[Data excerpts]
● ● ● ● ●
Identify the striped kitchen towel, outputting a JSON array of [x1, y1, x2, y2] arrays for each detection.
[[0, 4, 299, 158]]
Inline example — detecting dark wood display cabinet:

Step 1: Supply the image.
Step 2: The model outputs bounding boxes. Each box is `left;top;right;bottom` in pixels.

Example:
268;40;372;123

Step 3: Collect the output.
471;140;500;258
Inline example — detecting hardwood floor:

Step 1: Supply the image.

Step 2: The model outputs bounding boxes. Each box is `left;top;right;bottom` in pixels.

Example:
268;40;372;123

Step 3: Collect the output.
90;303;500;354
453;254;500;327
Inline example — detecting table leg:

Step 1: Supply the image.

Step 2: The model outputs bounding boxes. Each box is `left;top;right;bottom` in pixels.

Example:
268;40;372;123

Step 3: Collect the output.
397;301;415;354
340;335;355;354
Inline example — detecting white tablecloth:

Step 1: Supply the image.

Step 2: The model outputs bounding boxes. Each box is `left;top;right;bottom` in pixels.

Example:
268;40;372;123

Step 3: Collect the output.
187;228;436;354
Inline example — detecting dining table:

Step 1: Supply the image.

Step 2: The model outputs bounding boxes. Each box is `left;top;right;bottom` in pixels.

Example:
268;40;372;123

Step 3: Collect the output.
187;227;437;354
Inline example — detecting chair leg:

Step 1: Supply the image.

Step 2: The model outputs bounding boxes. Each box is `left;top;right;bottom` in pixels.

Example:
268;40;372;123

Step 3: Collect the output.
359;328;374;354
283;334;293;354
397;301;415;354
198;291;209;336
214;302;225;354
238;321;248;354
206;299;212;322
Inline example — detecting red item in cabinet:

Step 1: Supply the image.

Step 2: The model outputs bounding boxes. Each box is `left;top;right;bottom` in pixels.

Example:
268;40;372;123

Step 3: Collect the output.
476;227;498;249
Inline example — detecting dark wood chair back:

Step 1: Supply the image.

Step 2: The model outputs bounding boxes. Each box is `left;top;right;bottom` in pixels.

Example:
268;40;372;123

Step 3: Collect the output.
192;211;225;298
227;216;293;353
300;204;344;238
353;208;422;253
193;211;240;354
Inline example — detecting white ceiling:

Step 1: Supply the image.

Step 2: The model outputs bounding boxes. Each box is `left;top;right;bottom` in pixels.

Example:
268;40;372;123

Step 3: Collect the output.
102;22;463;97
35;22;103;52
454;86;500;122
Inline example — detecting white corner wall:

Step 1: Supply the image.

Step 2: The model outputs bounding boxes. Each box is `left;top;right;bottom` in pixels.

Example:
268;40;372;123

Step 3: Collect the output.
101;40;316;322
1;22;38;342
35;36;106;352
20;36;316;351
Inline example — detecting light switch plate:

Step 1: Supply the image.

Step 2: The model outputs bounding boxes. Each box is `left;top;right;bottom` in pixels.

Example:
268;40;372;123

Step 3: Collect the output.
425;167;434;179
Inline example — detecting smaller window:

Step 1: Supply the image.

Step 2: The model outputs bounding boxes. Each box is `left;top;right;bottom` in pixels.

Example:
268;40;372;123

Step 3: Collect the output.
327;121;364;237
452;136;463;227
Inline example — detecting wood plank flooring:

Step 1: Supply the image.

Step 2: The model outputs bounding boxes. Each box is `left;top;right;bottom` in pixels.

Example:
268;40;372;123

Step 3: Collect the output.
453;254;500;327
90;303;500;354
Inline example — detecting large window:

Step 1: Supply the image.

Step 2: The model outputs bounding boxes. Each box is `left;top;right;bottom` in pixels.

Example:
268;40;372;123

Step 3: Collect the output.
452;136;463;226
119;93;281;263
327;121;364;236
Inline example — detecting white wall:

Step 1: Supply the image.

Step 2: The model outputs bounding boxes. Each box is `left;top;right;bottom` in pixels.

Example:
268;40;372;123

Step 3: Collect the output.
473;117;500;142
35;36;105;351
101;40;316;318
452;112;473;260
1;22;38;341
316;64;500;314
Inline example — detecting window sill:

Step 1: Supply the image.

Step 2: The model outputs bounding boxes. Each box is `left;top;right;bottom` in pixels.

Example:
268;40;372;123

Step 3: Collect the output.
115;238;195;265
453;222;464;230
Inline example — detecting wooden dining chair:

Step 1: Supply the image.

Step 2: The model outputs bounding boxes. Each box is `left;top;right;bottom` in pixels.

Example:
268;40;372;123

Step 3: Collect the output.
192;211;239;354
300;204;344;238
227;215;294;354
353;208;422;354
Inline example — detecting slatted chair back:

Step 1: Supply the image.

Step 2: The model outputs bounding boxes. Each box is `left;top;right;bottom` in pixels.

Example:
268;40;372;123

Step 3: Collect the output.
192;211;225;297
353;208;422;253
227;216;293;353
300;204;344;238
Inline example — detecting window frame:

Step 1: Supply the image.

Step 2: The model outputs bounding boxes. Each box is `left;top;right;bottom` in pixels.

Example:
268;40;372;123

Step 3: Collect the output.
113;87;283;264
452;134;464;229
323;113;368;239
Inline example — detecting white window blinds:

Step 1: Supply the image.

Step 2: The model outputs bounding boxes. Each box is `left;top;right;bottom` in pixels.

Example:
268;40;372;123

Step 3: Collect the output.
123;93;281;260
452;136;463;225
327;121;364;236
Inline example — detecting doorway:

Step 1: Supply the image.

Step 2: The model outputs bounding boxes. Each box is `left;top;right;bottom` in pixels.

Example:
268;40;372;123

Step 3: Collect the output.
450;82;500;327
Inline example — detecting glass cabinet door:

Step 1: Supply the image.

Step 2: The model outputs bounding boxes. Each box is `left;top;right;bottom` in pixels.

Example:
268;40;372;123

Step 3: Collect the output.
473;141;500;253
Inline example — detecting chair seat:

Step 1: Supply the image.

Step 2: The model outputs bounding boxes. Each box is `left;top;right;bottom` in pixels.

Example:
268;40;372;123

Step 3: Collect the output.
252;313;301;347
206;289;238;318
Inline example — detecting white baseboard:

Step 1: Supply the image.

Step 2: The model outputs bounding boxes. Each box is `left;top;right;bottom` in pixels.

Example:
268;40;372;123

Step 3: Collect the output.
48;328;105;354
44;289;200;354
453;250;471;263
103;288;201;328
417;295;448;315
● ● ● ● ●
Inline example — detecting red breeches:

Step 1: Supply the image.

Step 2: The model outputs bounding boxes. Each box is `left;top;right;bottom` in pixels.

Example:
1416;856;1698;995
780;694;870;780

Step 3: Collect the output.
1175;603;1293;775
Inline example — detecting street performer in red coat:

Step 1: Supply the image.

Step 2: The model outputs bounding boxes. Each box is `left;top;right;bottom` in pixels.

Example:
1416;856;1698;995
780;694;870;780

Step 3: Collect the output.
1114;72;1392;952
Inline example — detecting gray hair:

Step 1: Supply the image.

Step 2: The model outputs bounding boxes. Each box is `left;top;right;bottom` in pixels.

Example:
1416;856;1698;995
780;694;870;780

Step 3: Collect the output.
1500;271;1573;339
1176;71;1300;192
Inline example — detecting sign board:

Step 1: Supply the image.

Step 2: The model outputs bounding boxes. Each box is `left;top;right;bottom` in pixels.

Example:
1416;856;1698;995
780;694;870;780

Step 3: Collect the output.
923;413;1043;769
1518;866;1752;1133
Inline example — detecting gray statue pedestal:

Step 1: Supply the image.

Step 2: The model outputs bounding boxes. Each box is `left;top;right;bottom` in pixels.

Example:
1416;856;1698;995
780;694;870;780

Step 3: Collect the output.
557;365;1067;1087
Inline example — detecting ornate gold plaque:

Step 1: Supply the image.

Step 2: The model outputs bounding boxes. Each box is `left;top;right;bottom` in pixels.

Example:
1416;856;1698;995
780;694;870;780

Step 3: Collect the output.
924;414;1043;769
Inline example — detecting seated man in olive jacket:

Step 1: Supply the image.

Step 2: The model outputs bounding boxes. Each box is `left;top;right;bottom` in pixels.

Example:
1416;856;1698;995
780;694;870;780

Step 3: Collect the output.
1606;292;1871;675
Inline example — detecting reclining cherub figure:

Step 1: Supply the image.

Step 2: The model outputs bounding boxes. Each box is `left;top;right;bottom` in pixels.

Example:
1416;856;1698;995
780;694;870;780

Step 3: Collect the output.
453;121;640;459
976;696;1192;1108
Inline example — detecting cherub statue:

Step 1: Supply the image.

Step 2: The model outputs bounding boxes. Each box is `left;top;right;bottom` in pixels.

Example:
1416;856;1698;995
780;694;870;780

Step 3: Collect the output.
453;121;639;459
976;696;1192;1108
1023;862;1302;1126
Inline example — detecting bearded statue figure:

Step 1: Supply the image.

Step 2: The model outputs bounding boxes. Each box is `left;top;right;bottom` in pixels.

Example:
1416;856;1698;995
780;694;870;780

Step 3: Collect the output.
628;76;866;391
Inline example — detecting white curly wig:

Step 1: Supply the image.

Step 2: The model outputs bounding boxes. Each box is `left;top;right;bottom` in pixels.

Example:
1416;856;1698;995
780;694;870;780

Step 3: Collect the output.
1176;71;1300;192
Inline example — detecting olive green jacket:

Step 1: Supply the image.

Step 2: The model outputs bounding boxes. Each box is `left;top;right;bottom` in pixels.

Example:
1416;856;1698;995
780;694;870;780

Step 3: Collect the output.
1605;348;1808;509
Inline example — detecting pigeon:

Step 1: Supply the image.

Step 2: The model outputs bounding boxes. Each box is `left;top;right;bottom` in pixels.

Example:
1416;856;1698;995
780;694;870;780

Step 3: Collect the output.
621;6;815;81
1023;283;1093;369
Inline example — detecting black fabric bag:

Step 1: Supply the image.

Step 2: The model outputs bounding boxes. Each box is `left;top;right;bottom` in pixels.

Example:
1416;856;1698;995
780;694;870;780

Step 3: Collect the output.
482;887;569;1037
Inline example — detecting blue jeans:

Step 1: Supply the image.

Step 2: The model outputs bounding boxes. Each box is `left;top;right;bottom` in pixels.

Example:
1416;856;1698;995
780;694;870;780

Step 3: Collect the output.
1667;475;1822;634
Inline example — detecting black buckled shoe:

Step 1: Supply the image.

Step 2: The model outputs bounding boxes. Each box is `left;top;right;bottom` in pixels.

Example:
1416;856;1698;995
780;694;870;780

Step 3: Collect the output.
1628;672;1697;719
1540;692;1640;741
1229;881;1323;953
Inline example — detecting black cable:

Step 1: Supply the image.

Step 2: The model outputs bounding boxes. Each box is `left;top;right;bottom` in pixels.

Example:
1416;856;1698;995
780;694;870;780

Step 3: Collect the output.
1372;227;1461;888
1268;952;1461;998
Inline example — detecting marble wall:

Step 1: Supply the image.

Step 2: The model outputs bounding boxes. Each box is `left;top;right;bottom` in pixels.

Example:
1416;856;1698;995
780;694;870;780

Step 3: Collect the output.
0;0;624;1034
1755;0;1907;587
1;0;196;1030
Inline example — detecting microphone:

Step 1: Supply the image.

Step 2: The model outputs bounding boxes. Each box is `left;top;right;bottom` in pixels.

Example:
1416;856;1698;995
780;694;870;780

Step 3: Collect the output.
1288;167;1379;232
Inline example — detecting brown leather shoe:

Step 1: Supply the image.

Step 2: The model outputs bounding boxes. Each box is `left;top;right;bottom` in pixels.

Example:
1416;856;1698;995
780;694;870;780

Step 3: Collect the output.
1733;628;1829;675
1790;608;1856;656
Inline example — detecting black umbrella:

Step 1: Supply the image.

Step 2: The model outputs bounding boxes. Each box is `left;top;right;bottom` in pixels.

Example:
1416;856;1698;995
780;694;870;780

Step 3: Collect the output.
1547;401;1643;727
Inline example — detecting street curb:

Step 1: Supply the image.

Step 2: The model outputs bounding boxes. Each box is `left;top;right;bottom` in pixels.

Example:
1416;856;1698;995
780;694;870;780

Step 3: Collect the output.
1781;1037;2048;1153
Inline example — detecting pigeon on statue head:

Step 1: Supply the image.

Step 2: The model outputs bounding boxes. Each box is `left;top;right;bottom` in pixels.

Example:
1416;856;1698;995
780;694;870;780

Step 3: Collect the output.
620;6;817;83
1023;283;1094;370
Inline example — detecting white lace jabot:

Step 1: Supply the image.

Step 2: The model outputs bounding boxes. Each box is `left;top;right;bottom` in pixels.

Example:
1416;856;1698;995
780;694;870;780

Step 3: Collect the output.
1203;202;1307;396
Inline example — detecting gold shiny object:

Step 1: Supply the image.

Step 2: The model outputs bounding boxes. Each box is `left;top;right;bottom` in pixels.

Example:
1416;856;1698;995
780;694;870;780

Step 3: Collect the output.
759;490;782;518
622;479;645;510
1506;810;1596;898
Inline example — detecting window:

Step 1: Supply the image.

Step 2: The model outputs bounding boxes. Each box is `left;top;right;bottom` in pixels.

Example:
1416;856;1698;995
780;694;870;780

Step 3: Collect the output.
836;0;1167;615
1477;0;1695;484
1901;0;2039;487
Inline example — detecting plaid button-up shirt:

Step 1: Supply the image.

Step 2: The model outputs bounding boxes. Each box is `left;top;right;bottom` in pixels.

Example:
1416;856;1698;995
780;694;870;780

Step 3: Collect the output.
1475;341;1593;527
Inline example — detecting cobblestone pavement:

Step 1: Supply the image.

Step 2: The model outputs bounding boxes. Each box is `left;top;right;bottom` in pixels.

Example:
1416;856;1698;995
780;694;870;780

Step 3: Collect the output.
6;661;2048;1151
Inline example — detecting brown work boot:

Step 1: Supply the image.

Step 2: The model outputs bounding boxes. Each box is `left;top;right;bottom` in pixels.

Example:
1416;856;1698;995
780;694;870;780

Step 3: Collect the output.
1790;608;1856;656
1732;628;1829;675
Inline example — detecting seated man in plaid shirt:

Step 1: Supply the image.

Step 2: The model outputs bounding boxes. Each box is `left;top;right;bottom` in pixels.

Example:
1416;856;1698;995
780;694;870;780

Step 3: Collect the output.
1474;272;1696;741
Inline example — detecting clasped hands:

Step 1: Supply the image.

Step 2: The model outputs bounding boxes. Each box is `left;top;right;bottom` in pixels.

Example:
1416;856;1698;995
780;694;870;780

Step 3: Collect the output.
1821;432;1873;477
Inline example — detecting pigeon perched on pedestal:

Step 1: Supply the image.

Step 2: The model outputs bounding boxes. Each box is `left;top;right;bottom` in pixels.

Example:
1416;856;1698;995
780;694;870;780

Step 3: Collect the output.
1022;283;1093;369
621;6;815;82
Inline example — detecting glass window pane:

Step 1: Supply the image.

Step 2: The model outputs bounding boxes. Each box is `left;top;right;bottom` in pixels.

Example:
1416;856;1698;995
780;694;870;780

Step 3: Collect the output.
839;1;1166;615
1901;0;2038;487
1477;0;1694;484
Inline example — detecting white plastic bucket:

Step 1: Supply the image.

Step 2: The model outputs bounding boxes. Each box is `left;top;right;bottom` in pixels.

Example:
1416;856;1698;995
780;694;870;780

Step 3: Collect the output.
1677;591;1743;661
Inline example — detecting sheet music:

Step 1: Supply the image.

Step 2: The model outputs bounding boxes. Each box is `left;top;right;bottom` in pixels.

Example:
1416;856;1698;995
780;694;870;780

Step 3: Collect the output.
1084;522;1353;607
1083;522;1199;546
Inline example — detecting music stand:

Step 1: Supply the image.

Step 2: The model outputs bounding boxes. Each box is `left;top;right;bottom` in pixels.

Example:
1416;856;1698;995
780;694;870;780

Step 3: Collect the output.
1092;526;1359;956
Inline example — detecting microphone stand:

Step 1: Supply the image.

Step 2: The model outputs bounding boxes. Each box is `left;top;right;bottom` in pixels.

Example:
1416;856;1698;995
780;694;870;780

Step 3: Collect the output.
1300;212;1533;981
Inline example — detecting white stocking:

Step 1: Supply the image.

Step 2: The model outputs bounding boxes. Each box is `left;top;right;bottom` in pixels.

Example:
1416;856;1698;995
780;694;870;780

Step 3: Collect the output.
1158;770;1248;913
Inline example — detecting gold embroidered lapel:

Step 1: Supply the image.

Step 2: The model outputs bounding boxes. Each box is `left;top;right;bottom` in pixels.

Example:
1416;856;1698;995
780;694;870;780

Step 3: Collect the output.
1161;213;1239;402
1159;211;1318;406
● ● ● ● ●
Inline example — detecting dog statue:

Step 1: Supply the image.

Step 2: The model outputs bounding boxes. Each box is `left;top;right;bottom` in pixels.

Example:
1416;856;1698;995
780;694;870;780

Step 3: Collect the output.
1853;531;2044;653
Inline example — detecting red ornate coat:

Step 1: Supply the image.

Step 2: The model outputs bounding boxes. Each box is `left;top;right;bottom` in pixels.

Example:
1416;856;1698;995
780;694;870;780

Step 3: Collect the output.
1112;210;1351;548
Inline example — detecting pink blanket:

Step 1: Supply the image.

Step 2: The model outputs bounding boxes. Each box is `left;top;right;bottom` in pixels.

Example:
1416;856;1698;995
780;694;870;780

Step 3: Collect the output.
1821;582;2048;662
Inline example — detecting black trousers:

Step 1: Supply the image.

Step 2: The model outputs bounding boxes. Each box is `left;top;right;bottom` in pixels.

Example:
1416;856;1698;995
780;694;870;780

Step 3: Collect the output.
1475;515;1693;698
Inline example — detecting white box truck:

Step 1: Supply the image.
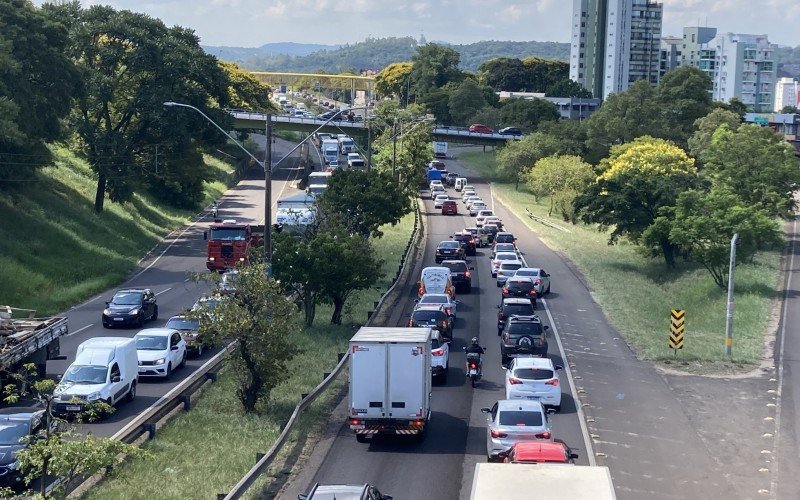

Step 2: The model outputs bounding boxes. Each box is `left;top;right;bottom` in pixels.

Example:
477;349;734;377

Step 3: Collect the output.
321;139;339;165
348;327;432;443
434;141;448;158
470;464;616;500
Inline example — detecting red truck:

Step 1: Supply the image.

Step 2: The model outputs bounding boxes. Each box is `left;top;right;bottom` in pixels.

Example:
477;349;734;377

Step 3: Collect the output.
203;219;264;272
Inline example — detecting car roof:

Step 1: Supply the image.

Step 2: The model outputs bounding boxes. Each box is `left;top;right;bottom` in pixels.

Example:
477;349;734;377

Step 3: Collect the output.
● ● ● ● ●
**What you are asked to do:**
All lines holding the word "street" must be copied from the data.

**Reply to the task:**
Inline example — detecting street performer in red coat:
Inline example — detecting street curb:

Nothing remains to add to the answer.